= EXERCISE GOAL =
Please reproduce word for word the part of the Arlington grave thread starting at "Please take into" and ending at "are at Arlington.".

= DOCUMENT EXTRACT =
Content starts
# Arlington Cemetery - How to Locate a Grave?



## seesul (Aug 14, 2008)

Hello,

having a name of fallen flyboy buried at Arlington...is there any chance to locate a grave?
I got a list of KIA on August 29,1944, from 2nd BG, that were buried at Arlington after their exhumation from the mass grave in my born town back in 1946 and I´d like to locate their graves there...
Would appreciate every kind of help...


----------



## ccheese (Aug 14, 2008)

How about a full name and rank, Roman ??

I have a phone number to call for that info and will call for you

Charles


----------



## seesul (Aug 14, 2008)

ccheese said:


> How about a full name, Roman ??
> 
> Charles



Ok Charles, here you go:
2nd Lt. Harold W Helveston
Sgt. Luther L. Durrette
Sgt. Charles A. Munden
SSgt. Harold Schirmer
Sgt. Elmer J. Pruit
SSgt. John J. Martin
1st Lt. Merrill A. Prentice
2nd Lt. Theo Heath
Sgt. Frank J. Balcerzak
Sgt. Robert E. Fitch
2nd Lt. William M. McDonough
Sgt. Robert Flahive
2nd Lt. Russell W. Meyrick
Sgt. Joseph Marinello Jr.
1st Lt. William G. Bullock
SSgt. Joseph. M. Laratta
SSgt. Irving D. Katz
Sgt. Russell I. Payne
SSgt. Andrew A. Solock

Please take into consideration my source is a Czech publication where is written that these flyboys were buried either at Arlington or in the family tombs. Perhabs Joe Marinello was buried I think in Brooklyn. But I´m sure a lot of them are at Arlington.


----------



## ccheese (Aug 14, 2008)

Roman: Were all these guys members of the USAAF ??

Charles


----------



## ccheese (Aug 14, 2008)

Roman:

Just got off the phone with the info center at Arlington. [I was on hold for
eleven minutes while she checked]. They will only look up six names at a time, so I gave her the names of the six officers: Helveston, Prentice, Heath, 
McDonough, Meyrick and Bullock. None of these men are interred at Arlington.
Be advised, the year of interment is very important, and I gave her the year 1946. If you have any other info as to year of interment, it would be very
helpful.

Charles


----------



## seesul (Aug 15, 2008)

ccheese said:


> Roman:
> 
> Just got off the phone with the info center at Arlington. [I was on hold for
> eleven minutes while she checked]. They will only look up six names at a time, so I gave her the names of the six officers: Helveston, Prentice, Heath,
> ...



WoW Charles, don´t know how to thank you!!! That´s very kind of you and I really appreciate it!!!
As for the year of their interment- I´m a bit confused now. The exhumation has been done in term of Sept. 3rd-5th,1946. But, according the information (The Fort Jefferson Barracks St. Louis, Mo show a final date of 2/8/51 which is their final burial here in the US) I have from Todd Weiler, whose uncle was KIA the same they and was among the 28 fliers buried in the mass grave, it doesn´t make a sense to me 
Few pics from the exhumation attached


----------



## ccheese (Aug 15, 2008)
Content ends
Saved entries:
Content starts
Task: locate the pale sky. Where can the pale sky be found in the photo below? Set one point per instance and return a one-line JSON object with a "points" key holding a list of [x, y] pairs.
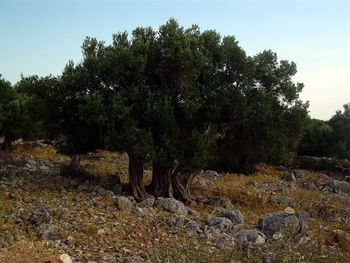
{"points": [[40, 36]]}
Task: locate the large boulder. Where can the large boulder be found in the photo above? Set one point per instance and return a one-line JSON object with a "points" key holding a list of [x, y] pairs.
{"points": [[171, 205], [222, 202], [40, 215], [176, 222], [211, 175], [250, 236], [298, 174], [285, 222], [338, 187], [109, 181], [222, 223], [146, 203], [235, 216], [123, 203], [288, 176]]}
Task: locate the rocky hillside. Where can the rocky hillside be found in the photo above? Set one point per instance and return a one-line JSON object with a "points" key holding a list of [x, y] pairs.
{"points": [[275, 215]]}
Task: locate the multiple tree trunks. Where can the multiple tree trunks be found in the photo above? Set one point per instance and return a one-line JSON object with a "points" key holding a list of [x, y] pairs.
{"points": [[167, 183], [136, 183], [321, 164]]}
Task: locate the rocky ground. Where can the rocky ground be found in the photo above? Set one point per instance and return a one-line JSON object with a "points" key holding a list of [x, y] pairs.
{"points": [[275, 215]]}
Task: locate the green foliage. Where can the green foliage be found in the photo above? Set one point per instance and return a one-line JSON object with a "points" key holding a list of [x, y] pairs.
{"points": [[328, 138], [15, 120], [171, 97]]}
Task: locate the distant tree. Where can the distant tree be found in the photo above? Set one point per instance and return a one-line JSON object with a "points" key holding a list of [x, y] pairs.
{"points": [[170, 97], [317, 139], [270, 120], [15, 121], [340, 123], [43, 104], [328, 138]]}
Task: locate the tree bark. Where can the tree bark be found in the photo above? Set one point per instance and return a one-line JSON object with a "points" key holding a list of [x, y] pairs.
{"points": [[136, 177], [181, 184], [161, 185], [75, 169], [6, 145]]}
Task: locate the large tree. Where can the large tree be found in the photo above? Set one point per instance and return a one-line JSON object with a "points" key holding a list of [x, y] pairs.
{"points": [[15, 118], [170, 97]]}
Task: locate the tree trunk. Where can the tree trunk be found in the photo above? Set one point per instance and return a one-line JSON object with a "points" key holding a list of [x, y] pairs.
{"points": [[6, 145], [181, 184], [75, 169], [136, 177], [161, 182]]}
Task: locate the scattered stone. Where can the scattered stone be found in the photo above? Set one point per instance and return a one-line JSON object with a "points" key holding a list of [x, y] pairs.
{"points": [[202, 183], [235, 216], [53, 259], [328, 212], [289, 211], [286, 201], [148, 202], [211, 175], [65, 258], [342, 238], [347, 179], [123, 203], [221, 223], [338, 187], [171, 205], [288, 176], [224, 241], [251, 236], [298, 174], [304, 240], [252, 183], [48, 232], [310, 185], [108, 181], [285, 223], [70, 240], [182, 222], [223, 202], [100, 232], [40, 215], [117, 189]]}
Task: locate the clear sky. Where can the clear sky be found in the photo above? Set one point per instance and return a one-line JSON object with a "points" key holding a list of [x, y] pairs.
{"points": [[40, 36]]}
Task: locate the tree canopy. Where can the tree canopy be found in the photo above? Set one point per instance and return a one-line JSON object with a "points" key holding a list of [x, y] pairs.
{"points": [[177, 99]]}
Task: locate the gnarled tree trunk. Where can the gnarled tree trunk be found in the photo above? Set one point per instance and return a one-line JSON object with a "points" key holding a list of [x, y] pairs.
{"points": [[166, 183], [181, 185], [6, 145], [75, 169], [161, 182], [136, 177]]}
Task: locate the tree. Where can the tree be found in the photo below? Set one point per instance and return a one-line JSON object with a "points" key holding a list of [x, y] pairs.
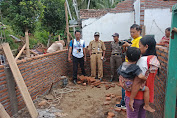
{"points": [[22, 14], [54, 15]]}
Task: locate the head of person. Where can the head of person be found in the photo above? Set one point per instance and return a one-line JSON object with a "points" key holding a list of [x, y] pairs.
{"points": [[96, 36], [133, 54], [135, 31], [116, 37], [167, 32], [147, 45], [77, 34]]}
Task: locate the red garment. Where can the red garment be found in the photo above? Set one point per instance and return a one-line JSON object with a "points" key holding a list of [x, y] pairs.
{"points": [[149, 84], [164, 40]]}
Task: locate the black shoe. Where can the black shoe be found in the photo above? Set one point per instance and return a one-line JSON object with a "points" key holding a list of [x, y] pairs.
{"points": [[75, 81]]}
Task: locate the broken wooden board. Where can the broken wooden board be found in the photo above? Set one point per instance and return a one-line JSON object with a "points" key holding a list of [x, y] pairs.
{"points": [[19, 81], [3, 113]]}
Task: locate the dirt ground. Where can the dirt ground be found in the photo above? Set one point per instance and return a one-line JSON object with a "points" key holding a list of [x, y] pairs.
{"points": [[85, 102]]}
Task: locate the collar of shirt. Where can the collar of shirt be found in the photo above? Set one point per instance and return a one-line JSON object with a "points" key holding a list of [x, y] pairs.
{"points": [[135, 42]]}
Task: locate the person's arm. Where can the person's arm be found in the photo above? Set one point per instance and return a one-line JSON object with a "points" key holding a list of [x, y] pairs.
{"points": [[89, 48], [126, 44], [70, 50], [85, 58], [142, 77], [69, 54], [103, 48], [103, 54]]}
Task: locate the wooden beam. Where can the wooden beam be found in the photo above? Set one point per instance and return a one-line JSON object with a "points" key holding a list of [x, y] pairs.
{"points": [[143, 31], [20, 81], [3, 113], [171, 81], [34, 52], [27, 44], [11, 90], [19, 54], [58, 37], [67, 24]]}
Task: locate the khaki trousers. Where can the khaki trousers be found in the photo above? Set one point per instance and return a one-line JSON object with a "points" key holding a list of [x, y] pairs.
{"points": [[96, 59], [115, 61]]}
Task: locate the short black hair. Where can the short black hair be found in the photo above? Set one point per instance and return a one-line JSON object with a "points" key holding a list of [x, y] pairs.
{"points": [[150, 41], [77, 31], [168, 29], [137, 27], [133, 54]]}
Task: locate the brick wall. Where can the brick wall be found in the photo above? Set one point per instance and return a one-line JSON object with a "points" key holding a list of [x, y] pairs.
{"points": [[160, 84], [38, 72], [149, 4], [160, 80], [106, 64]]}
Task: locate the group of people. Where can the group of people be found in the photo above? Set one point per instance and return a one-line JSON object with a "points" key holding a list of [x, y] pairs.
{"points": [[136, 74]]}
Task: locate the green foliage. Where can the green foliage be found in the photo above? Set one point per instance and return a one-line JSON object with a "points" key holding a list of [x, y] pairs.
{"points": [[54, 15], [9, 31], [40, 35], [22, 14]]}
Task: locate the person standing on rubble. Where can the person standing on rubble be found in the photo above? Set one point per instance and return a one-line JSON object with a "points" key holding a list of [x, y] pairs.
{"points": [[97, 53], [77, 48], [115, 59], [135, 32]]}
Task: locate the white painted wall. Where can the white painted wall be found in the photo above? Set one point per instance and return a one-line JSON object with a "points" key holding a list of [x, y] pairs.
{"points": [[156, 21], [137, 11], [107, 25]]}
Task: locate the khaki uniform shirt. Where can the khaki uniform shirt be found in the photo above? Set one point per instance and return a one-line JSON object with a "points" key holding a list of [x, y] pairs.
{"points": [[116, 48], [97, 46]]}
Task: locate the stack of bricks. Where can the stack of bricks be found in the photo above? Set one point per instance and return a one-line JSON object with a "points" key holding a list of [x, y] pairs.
Content ends
= RESPONSE =
Please take into consideration my source is a Czech publication where is written that these flyboys were buried either at Arlington or in the family tombs. Perhabs Joe Marinello was buried I think in Brooklyn. But I´m sure a lot of them are at Arlington.